## PAGE TEXT
In Banner Health Systems, the employer’s human resources consultant routinely asked employees who made complaints to refrain from discussing the matter with coworkers while the investigation was pending.  Although this is a common human resource practice, the NLRB found that an employer’s generalized concern with protecting the integrity of its investigations is an insufficient business justification to outweigh an employee’s Section 7 rights under the NLRA, even where the employer did not threaten to take disciplinary action if the employee breached confidentiality.
According to the NLRB, in order to impose confidentiality restraints on an investigation, an employer must make an individualized assessment of the legitimate business justification and whether that justification outweighs that particular employee’s Section 7 rights.  When undertaking this independent analysis, the NLRB says that an employer must consider whether: (1) the witnesses need protection; (2) the integrity of the investigation is threatened by destruction of evidence; (3) testimony is in danger of being fabricated; or (4) there is a need to prevent a cover-up.  As such, a blanket policy of requiring employees to maintain confidentiality during ongoing investigations did not meet these requirements.

## GIVEN EXERCISE 1
List the four factors the Banner Health Systems passage says an employer must consider when making its independent analysis.
## GIVEN EXERCISE 2
In the Banner Health Systems passage, who routinely asked complaining employees not to discuss the matter with coworkers during a pending investigation?
## GIVEN EXERCISE 3
Write the next part of the Banner Health Systems passage, picking up after its final sentence.

(Detection examples)
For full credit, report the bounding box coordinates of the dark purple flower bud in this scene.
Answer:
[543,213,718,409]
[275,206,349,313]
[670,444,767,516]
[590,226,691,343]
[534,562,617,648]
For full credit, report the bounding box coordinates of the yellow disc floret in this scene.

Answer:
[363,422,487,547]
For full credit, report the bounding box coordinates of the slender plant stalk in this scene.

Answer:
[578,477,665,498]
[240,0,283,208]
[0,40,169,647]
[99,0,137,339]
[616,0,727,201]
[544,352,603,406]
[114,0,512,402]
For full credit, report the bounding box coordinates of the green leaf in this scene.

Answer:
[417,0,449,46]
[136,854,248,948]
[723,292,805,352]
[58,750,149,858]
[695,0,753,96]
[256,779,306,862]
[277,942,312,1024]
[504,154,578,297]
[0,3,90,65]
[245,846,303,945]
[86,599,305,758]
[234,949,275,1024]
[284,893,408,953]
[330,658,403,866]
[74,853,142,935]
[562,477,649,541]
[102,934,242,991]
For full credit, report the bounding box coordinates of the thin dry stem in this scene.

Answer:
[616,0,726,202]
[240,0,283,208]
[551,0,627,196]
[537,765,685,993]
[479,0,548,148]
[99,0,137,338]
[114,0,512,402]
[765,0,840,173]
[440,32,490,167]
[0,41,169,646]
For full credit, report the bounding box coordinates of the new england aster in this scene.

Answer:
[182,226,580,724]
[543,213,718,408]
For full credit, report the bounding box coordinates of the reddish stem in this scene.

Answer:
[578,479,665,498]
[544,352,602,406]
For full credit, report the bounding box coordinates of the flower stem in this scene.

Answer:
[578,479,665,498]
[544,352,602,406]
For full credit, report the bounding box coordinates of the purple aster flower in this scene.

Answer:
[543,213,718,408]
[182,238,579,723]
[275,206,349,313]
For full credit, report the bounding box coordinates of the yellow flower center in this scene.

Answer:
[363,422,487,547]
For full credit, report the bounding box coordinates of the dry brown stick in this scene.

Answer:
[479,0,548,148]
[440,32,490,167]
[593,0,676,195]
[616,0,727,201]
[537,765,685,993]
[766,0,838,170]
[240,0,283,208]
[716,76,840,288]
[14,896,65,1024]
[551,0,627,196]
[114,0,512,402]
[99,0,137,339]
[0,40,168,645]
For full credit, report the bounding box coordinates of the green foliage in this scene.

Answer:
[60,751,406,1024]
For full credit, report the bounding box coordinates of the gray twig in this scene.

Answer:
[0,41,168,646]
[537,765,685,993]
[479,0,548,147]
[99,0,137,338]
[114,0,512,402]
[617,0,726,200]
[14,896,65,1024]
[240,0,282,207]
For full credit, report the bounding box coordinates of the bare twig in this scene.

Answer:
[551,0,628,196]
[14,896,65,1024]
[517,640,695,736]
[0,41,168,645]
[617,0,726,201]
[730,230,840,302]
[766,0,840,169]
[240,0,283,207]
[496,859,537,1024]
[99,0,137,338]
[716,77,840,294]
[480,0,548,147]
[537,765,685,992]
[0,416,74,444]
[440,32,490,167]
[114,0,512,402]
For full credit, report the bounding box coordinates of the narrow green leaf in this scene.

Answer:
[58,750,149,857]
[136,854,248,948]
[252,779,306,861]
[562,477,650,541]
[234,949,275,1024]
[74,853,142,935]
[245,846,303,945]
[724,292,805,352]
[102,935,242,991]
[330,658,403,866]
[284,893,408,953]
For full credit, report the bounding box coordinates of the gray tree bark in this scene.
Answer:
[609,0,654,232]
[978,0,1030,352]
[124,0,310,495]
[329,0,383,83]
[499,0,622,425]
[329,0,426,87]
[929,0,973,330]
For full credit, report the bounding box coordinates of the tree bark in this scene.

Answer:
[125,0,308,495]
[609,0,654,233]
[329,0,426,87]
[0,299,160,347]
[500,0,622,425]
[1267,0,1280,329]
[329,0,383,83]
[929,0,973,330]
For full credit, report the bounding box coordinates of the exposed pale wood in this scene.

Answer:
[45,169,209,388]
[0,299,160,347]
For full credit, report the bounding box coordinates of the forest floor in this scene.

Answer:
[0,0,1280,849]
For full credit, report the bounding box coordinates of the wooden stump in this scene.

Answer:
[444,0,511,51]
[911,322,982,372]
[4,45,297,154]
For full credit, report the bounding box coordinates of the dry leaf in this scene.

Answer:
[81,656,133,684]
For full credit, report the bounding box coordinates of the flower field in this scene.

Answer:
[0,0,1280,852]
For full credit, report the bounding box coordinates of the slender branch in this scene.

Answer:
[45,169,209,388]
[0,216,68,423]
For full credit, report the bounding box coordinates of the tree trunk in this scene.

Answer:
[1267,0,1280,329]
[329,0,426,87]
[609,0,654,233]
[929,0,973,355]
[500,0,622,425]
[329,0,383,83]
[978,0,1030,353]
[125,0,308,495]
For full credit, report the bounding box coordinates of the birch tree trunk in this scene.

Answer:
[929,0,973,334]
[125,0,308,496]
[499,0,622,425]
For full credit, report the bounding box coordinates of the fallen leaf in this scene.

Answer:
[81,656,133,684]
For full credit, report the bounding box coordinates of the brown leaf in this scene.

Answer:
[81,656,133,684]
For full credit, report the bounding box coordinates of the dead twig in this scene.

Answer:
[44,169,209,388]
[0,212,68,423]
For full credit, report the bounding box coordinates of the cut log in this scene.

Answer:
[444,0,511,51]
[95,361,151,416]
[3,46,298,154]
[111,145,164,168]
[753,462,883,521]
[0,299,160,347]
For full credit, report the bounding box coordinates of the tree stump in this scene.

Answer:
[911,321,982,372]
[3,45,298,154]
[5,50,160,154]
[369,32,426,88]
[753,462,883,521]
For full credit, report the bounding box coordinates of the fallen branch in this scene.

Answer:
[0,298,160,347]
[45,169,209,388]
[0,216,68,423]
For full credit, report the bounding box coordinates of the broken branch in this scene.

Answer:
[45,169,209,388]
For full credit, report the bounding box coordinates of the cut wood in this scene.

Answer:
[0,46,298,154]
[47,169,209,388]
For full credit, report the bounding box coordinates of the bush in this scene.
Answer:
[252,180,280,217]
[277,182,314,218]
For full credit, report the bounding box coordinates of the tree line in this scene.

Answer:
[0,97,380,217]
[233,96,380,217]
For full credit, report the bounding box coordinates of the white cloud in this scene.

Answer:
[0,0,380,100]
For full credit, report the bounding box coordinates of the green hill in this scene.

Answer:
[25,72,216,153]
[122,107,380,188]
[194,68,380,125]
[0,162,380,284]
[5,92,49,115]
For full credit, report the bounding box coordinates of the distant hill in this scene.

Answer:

## OUTPUT 1
1. Whether the witnesses need protection
2. Whether the integrity of the investigation is threatened by destruction of evidence
3. Whether testimony is in danger of being fabricated
4. Whether there is a need to prevent a cover-up

## OUTPUT 2
The employer's human resources consultant.

## OUTPUT 3
Interestingly, while some government anti-discrimination agencies have encouraged confidentiality of workplace investigations, the EEOC may be moving in the direction of the NLRB’s decision in Banner Health Systems.  In a letter dated August 3, 2012, the Buffalo, NY office of the EEOC notified an employer that its policy prohibiting workers from discussing an ongoing internal investigation involving harassment is a violation of Title VII.  Of course, this is just one letter from one EEOC Office, but it may be a sign that the EEOC is heading in this direction on this issue.
It remains to be seen whether the NLRB’s view will be supported by federal or state courts or endorsed by other agencies, but employers need to be aware of this decision and understand its impact on a blanket confidentiality rule applicable to all internal investigations.  If you have a written policy that uniformly requires confidentiality in workplace investigations, it would be advisable to revise this language to build in some flexibility in how this rule is applied depending on the circumstances of each situation.